Task to complete
Lines containing "shed": state how many there are in these entries, and write only that number.

Records for the exercise
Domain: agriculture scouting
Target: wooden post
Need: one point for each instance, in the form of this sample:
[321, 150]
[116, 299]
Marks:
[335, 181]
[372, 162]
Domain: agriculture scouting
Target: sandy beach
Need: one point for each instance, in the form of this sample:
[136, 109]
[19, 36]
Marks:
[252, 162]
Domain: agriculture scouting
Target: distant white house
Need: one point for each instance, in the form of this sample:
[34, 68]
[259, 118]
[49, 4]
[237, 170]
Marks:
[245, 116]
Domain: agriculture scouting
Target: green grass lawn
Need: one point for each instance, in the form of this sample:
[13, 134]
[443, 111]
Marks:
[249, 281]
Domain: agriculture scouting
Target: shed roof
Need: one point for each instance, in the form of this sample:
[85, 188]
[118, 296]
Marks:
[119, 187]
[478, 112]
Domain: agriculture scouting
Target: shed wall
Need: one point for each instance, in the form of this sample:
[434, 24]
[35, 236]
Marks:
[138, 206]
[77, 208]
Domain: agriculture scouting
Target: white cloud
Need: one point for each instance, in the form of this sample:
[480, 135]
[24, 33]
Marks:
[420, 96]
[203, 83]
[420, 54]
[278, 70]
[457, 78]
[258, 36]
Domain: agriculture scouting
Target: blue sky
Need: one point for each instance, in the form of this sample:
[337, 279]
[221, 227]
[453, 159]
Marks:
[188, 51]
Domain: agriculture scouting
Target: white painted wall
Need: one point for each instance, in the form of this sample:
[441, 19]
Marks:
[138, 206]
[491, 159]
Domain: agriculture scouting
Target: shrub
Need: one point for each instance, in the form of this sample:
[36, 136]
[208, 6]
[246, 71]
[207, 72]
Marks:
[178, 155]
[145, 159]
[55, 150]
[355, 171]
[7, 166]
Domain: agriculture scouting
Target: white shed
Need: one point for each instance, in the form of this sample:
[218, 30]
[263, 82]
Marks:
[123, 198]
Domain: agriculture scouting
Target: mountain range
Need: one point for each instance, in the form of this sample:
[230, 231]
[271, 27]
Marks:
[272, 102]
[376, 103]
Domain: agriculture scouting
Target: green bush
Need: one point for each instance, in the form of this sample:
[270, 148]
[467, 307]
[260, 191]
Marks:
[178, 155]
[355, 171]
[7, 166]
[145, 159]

Written solution
3